Task to complete
Restate the entries below word for word, omitting nothing.

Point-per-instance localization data
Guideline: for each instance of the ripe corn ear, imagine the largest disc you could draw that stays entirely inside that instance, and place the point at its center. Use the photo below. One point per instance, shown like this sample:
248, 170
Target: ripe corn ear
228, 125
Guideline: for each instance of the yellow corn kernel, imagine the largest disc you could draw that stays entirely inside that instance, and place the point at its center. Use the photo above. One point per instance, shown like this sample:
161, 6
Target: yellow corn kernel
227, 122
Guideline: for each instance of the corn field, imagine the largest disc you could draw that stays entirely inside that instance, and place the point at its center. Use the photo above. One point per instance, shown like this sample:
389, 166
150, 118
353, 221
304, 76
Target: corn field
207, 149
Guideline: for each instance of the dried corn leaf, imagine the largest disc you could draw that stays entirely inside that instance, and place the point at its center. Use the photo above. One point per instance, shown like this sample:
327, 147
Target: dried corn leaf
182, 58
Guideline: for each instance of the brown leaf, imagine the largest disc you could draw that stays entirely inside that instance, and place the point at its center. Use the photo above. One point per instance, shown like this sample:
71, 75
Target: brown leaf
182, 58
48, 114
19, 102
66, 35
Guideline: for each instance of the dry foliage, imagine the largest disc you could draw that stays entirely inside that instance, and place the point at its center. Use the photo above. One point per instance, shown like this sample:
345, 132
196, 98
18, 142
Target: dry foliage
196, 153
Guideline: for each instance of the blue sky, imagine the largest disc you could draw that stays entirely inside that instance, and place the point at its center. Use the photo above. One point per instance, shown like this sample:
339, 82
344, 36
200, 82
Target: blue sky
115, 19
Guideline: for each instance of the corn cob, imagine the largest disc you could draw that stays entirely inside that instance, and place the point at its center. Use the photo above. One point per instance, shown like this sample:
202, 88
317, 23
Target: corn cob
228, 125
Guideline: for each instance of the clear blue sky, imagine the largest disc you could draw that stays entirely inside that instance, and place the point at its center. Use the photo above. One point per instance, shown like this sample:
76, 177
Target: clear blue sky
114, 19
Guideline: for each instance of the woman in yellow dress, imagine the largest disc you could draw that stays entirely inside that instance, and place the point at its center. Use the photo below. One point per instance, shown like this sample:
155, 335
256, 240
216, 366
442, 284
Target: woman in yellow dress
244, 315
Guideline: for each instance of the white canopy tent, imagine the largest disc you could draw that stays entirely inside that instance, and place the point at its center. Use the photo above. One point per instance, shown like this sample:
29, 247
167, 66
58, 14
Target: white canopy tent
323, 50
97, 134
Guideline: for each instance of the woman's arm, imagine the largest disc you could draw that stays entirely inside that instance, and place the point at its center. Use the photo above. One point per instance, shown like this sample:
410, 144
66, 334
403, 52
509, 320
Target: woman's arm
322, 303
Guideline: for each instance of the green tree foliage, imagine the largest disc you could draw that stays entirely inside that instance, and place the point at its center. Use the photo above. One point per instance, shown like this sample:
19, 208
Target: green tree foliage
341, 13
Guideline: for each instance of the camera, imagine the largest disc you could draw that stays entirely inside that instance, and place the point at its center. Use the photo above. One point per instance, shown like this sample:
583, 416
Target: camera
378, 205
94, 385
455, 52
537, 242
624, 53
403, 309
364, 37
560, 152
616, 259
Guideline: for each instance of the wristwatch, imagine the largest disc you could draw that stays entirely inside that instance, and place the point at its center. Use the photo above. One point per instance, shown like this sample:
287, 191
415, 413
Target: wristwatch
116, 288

Exercise output
Guideline: for each instance of the ripe corn ear, imagine the largest disc you could draw that stays entirely inside that instance, and place the point at its center. Use the photo below. One point per instance, shown like this sample:
248, 170
Target: ripe corn ear
228, 125
Guideline: for each instance of the yellow corn kernel, imagine the largest disc you could draw that stays entirely inside that instance, and place the point at its center. Use the photo above. One point per instance, shown like this sample:
161, 6
Target: yellow corn kernel
227, 122
Guideline: for each instance of the corn field, imagine the largest disc you could draw that stays entirely inside that instance, and place the point at its center. Use the photo above. One point per instance, shown like this sample:
389, 166
150, 118
353, 221
304, 76
Target: corn field
207, 149
Guideline: for each instance of the dried corn leaf, imagine the largest disc you could draw that stays entirely inside that instance, and place the point at its center. Use the photo above. One point per instance, shown like this sample:
327, 147
Target: dried corn leaf
182, 58
Guideline: for each instance of the brown leaf, imagine the largest disc you could draw that stays entirely inside that instance, and place the point at its center. Use the photo above. One point per instance, shown like this sample:
71, 75
Target: brown leaf
182, 58
48, 114
19, 102
66, 35
Guideline: for each instance of the dry foliage, imagine the largest disc you could draw that stays entirely inside that instance, and place the point at its center. Use the photo above. One point per instance, shown like this sample:
345, 132
196, 98
18, 142
Target: dry foliage
196, 153
Guideline: for each instance of the blue sky, imagine the largest disc you could draw that stays entirely inside that instance, and place the point at its center. Use the photo above. One point per instance, shown like this sample:
339, 82
344, 36
200, 82
Target: blue sky
115, 19
Guideline: for each instance of the corn cob, imagine the largest disc you could draw that stays entirely inside that instance, and place the point at its center. Use the photo above. One point per instance, shown like this sample:
202, 88
317, 23
Target: corn cob
228, 125
Guideline: for each instance of the clear blue sky, imagine the largest disc you could draw that stays entirely inside that instance, and place the point at its center. Use the photo above. One point per instance, shown like this sample:
76, 177
Target: clear blue sky
114, 19
Guideline: for each instance of the woman in yellow dress, imagine the largest disc you could draw that stays entirely inside that instance, and place the point at its center. Use the photo below. One point per instance, shown like this sample:
155, 335
256, 240
216, 366
442, 284
Target: woman in yellow dress
244, 315
Guideline: for each instance of the white canopy tent, imagine the largest disc you could draw that stays entirely inside that instance, and place the point at its center. Use the photo above. One point per instance, shown like this sample:
29, 247
167, 66
58, 14
Target: white canopy tent
323, 50
97, 134
Guideline: for each instance of the woman's arm, imagine the largest disc you could draw that stays entirely inside that instance, and place the point at its center. Use the photo above. One point per instance, shown like this sample:
410, 144
66, 334
403, 52
509, 320
Target: woman's arm
322, 303
Guideline: for each instance of the green tree foliage, imagine the largest disc you could draw that stays entirely inside that instance, and place the point at its center. Use the photo above. One point per instance, shown like this sample:
19, 208
Target: green tree foliage
341, 13
Guideline: for each instance of the camera, imagine the largest disc you could draw that stays entirely inside that instance, and place the point at its center. Use the photo above. One point per instance, shown like this sample:
583, 416
Target: camera
378, 205
94, 385
455, 52
537, 242
624, 53
403, 309
364, 37
560, 152
616, 259
Guideline: for each instance of the wristwatch, imagine the largest disc you could draw that stays entirely inside that instance, and place the point at its center. Use the photo above. One point per instance, shown like this sample:
287, 191
415, 413
Target: wristwatch
116, 288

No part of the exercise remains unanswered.